- _YOUR OBJECTIVE_: Write out the line that has "Objective — drop a marker on each instance of the rocky" in it, along with each line that comes after it until the listing ends, and add nothing.
- - - - -
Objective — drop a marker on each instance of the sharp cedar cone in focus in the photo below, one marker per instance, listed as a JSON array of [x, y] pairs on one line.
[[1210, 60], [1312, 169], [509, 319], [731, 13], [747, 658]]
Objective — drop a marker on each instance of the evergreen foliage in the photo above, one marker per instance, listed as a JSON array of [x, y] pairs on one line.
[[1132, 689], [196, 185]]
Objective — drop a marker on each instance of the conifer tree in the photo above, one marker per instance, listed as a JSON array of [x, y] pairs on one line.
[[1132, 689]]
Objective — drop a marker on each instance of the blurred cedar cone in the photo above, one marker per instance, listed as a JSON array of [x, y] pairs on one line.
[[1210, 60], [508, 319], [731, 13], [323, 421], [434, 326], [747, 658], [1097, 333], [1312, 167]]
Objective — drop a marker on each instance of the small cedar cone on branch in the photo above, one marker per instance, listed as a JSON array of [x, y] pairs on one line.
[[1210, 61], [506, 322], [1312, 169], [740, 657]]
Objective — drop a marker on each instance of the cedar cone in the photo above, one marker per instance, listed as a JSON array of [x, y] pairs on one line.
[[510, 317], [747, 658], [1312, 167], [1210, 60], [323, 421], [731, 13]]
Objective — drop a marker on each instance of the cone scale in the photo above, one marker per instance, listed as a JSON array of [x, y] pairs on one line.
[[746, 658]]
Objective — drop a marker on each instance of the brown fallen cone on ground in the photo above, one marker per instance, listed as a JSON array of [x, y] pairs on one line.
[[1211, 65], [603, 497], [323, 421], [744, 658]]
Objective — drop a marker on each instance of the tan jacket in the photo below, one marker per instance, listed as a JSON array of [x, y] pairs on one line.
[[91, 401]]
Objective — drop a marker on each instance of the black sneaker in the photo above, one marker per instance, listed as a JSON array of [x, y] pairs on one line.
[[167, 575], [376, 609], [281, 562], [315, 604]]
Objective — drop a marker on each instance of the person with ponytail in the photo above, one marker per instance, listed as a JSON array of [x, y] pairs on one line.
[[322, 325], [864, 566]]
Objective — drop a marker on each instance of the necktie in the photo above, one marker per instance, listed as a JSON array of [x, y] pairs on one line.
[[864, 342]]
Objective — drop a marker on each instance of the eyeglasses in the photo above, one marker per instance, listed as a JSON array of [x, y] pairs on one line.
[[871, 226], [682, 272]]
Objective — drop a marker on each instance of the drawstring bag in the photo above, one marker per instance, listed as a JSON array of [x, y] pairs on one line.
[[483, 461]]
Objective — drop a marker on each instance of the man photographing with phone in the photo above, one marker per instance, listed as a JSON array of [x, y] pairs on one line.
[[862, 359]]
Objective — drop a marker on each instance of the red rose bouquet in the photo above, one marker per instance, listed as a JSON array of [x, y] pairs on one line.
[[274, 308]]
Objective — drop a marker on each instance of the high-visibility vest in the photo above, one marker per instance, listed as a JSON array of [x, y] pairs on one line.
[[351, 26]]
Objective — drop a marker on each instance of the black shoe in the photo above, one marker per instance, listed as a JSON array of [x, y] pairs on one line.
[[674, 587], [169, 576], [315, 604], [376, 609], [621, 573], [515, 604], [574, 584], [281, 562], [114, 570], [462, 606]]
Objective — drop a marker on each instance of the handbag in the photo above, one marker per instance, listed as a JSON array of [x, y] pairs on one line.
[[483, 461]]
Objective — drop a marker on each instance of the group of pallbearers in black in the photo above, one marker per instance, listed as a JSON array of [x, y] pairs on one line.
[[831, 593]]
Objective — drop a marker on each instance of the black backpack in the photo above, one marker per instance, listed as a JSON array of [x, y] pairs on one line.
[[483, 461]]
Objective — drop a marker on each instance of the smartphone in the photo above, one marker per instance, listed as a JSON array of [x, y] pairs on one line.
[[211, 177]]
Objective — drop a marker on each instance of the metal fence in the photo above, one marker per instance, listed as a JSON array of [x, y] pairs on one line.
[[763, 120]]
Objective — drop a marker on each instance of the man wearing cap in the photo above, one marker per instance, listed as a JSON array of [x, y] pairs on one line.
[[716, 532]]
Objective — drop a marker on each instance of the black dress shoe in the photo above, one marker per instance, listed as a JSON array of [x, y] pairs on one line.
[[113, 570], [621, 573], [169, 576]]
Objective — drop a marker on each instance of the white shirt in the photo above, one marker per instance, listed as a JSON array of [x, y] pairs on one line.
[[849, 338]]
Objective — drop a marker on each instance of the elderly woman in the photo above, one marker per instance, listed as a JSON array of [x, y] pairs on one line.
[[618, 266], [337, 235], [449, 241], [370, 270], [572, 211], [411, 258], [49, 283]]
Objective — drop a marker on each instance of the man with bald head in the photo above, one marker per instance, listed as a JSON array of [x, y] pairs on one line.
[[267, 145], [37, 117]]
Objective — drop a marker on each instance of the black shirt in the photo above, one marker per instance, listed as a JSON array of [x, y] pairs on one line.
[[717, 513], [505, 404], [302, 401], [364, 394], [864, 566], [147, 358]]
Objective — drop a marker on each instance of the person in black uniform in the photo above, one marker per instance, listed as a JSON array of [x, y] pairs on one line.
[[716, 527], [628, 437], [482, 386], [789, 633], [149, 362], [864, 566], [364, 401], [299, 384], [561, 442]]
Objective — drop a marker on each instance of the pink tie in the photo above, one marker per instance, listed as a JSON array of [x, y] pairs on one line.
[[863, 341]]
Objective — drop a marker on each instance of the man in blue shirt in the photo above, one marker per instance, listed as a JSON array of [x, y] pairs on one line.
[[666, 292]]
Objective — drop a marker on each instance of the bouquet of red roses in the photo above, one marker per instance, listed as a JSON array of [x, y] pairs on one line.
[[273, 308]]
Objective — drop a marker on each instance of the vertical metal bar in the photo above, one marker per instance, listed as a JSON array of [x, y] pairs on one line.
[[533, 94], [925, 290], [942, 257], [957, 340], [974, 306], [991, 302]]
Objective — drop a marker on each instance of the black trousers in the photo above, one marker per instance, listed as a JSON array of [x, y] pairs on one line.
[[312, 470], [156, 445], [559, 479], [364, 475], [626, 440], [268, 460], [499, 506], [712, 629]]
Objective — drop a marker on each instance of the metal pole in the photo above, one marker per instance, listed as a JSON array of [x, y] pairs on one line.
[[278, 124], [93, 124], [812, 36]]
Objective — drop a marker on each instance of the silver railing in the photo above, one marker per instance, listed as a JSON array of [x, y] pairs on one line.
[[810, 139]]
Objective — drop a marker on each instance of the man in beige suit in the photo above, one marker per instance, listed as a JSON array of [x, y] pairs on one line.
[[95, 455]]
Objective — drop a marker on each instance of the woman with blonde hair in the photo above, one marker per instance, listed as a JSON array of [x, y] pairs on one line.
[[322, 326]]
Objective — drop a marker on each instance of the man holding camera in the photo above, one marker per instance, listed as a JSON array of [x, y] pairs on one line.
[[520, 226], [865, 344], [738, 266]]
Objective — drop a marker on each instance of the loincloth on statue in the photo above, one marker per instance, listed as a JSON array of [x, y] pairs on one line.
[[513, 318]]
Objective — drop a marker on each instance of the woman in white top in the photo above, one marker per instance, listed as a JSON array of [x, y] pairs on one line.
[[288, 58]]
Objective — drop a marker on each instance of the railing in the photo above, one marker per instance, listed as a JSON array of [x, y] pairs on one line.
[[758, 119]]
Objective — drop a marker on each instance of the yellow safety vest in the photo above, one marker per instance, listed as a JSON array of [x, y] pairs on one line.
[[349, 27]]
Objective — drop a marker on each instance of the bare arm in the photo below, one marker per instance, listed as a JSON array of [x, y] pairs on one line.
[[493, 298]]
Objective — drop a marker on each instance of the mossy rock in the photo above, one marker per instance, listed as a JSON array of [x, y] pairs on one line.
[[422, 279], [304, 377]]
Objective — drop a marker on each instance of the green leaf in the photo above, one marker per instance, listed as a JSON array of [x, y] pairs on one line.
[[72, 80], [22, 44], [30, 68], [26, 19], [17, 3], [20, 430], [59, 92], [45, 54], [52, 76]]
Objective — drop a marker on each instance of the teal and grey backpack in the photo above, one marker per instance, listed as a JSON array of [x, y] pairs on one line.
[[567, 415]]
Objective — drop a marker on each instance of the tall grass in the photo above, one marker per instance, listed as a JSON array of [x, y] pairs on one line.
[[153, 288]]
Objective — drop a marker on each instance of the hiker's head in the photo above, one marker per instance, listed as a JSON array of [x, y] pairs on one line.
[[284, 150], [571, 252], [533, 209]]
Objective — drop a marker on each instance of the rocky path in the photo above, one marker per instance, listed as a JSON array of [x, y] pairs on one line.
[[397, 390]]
- - - - -
- _EXERCISE ANSWER_:
Objective — drop a marker on each instance of the rocky path in the photo above, one marker per instance, listed as a JSON array of [x, y] pairs on one line.
[[397, 390]]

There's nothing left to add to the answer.